Goal 1: List every line in the records below that contains the word "grassy", matching case exactly.

Document segment:
Jen Chaney: I like "Star Wars" but I'm hardly a "Star Wars" geek. So tell us, what words were removed?


Crystal City, Va.: What are your top 10 "Desert Island DVDs"? In other words, if you could only pick 10 DVDs to be stranded with on an island, which would they be? Why those 10?

Jen Chaney: Wow, what a great, and difficult, question. I'm not sure if I can name 10 off the top of my head, but some that immediately come to mind: "Moulin Rouge," because I love that movie and there are tons of extras on it; a couple of seasons worth of "The Simpsons," because those episodes never get old and the commentaries are great; "Freaks and Geeks," for the same reason; and, once the special edition comes out in November, "Dazed and Confused." That's another movie that can be watched over and over again without growing tiresome, at least for me. What about you all? Any desert island DVDs you couldn't do without?


Dulles, Va.: I have heard a lot of people complain about George Lucas altering the original trilogy and I do agree that the original versions should be made available at some point but aren't people taking this a little to the extreme?

Based on some rants you would think that Lucas replaced the characters with smurfs. In the end what Lucas did was digitally remaster and restore films that for all their innovation were aging as bad as Bridgette Nielson in "The Surreal Life." Although I have to agree that Sir Alec should not have been deleted from "Jedi." The films look and sound great and I can't say that I miss the blue screen mattes behind the Tie Fighters or that blur under the speeder.

Do you think that Lucas did a good thing with the special versions or do you lean more toward the purists?

Jen Chaney: You know, I would actually watch a Smurfs version of "Star Wars." Gargamel as Darth Vader? Smurfette as Princess Leia? That's gold, people!
Here's what I think: I totally understand how the purists feel. I think the best way to handle the situation is to release both versions on the same DVD set, much the way Spielberg did with "E.T." That way those who prefer the originals can watch those, and everyone else can watch the new versions. There's enough storage space on DVDs to make that feasible. However, it's true these are Lucas's films and he has every right to do with them as he pleases. And ultimately, I think it's better that he has the rights as opposed to some studio executive. Some other person might not only put out the Smurfs version of "Star Wars," but the Care Bears version as well. Of course, I guess the Ewoks were kind of like Care Bears...


Cheshire, Conn.: Do you know whether "Let It Be" will be released soon? I have read that it is in preparation.

Jen Chaney: I have not heard anything about this yet. Sorry.


Cary, N.C.: Do you know when season two of "Have Gun, Will Travel" will be released on DVD?

Source material:
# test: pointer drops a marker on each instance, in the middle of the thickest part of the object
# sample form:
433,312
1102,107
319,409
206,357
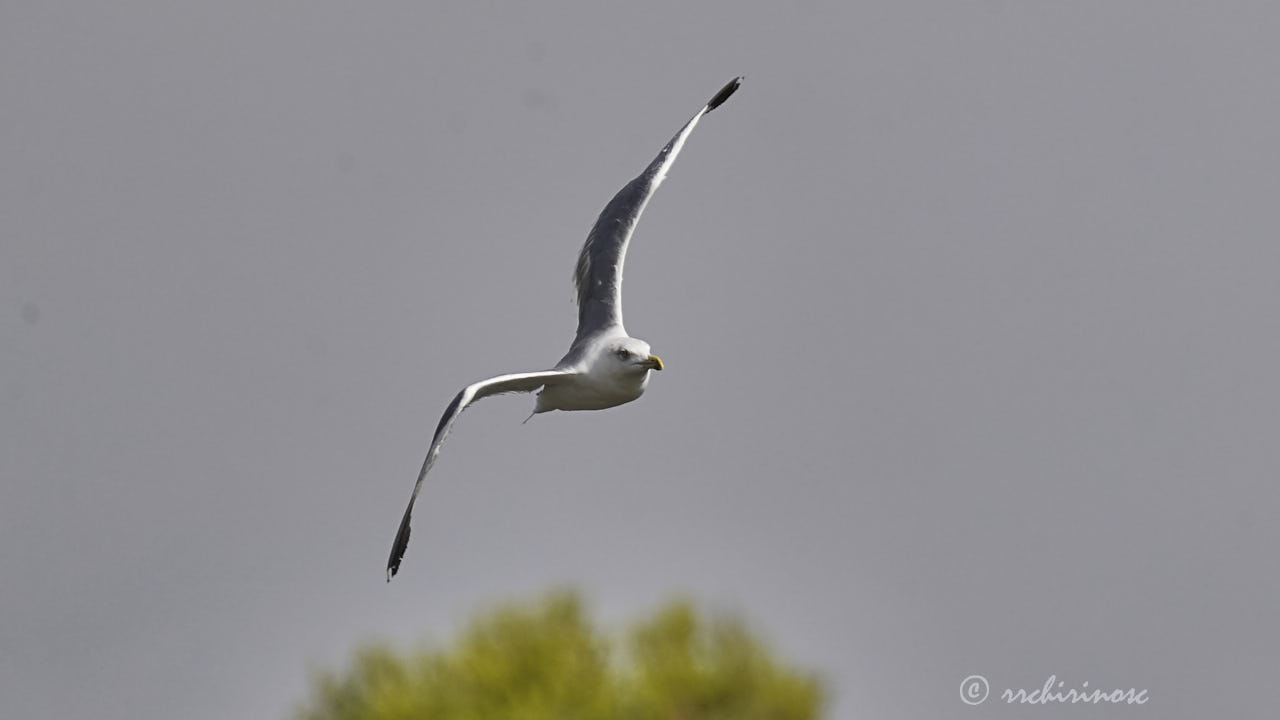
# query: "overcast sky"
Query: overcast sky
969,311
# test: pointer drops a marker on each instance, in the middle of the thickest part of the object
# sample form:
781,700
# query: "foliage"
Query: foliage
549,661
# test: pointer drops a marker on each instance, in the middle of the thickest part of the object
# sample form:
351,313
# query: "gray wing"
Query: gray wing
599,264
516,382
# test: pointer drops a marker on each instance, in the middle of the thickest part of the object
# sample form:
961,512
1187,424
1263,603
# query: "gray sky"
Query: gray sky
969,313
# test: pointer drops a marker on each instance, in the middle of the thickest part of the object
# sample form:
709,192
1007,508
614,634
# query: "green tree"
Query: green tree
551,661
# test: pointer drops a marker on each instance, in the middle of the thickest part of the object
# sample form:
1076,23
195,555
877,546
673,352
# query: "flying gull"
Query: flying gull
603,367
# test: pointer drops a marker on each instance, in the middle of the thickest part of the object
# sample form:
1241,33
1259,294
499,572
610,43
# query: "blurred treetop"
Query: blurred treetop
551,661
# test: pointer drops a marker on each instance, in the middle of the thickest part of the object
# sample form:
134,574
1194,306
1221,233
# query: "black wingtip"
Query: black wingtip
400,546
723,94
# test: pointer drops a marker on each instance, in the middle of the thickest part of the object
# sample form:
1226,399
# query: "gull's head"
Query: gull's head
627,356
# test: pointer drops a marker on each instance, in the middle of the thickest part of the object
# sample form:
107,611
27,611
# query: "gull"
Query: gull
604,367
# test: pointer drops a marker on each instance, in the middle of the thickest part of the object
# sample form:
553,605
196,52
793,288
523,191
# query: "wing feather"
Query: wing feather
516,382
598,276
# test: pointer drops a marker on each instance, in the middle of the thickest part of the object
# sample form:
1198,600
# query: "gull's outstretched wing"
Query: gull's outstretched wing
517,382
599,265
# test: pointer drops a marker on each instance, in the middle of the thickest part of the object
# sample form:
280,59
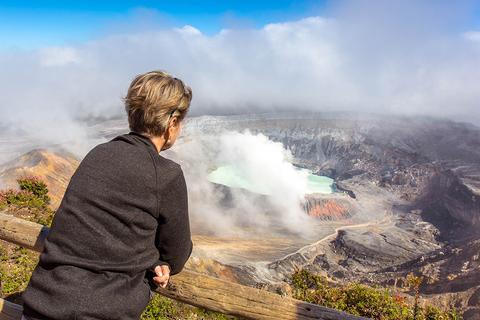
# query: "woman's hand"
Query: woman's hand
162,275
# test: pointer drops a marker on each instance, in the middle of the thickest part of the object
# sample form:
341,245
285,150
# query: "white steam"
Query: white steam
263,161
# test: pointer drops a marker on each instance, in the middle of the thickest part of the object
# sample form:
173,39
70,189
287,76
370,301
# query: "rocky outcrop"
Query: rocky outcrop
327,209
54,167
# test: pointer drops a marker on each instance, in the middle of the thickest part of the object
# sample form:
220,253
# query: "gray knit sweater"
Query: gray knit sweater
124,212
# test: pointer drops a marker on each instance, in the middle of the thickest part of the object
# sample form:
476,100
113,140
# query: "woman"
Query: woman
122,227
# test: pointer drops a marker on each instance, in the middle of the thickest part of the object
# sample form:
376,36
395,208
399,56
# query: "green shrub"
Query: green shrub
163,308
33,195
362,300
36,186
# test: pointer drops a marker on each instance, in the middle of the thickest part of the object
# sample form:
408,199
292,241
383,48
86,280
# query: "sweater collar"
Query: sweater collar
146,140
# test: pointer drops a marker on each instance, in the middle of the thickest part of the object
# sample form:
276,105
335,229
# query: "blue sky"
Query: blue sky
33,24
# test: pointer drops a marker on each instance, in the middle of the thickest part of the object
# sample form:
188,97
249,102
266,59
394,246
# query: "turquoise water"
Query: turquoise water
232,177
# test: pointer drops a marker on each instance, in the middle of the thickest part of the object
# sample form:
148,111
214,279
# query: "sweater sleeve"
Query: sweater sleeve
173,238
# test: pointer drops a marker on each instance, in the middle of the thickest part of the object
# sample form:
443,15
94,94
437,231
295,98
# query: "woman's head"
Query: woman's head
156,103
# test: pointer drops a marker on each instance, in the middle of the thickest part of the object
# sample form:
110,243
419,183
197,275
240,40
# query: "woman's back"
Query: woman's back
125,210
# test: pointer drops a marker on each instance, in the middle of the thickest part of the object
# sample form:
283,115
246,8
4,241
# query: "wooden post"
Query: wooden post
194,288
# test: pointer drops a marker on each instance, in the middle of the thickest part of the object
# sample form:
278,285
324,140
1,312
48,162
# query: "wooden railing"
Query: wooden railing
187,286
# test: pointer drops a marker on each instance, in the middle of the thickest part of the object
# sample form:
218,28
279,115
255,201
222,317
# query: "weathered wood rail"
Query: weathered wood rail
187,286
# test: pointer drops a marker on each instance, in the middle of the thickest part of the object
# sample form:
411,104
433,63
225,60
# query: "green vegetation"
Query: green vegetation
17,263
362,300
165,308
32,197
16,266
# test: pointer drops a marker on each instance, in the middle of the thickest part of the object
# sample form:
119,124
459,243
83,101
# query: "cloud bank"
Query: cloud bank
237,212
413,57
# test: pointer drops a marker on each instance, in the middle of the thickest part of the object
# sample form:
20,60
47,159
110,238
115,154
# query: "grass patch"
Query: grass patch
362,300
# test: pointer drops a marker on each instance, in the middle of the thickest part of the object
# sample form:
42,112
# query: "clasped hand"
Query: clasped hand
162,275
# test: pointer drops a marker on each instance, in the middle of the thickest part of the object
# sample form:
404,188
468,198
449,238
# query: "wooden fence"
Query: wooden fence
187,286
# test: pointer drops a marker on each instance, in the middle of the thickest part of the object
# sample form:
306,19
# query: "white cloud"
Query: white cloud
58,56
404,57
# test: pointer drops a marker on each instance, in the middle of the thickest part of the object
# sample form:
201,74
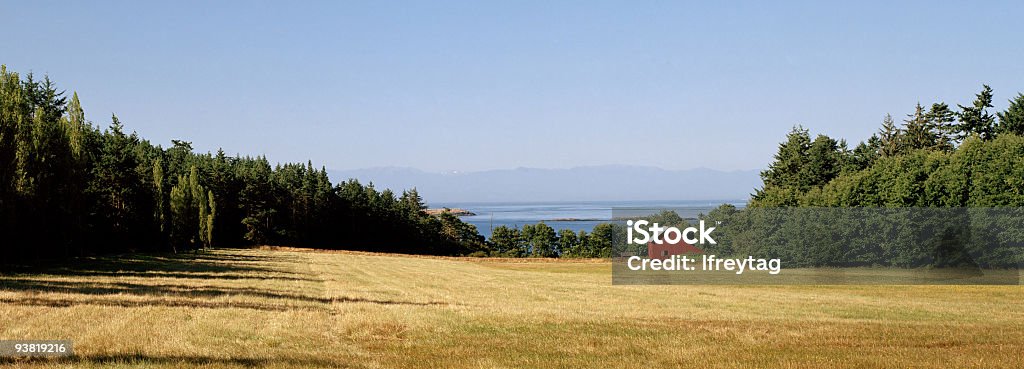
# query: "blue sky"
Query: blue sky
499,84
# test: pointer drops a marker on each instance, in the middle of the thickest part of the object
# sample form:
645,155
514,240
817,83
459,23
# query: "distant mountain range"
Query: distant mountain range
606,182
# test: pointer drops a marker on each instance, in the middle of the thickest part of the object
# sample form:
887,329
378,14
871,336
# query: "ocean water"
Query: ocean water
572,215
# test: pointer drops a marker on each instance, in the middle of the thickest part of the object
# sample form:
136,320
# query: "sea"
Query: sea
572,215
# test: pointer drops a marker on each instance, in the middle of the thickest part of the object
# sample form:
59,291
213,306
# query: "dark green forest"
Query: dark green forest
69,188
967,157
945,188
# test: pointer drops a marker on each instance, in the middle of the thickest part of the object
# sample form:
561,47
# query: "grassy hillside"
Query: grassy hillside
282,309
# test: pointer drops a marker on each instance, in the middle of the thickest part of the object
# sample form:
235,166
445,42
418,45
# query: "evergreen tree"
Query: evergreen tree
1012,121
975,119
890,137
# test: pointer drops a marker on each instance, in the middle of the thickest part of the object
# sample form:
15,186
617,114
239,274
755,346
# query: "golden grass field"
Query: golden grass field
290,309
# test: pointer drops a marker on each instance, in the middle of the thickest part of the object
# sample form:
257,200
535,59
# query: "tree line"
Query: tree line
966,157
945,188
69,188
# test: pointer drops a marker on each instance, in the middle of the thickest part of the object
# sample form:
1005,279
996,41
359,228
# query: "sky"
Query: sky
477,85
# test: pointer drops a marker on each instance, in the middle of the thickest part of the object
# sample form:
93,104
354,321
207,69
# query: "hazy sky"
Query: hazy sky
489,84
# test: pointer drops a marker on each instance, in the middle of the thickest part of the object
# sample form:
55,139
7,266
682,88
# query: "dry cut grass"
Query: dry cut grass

Goal 2: Please continue the DVD chat transcript above from the point where it stops.

Written response 1:
# query: "grassy hillside"
Query: grassy hillside

Written response 2:
Jen Chaney: The first season came out earlier this year, so I'm guessing the second won't come out until at least next year. The studios try to space things out a bit.


Pittsburgh, Pa.: Why don't you have the DVD "Fred Rogers: America's Favorite Neighbor" listed as a new DVD release? With all of the trash movies that are out there that contain nudity, profanity and violence, it is refreshing to see a DVD about a great man who had such a positive impact on the lives of so many children and parents.

Jen Chaney: I try to list as many DVD releases as I can on our running list of what's new on DVD. In my columns, I try to review the major releases. There's so much out there, though, that it's really hard to touch on everything, especially smaller releases like this one. But thanks for mentioning it. Henrietta Pussycat will be pleased.


Arlington, Va.: May I suggest that, in the famous statement of William Shatner on "SNL" ... Can these people Get A LIFE? Its a movie, 99 percent of the movie is there and unchanged. The quality is great! There were some MINOR changes ... get over it!

Jen Chaney: Now look: There's a backlash against the backlash. No wonder they call this movie "Star WARS."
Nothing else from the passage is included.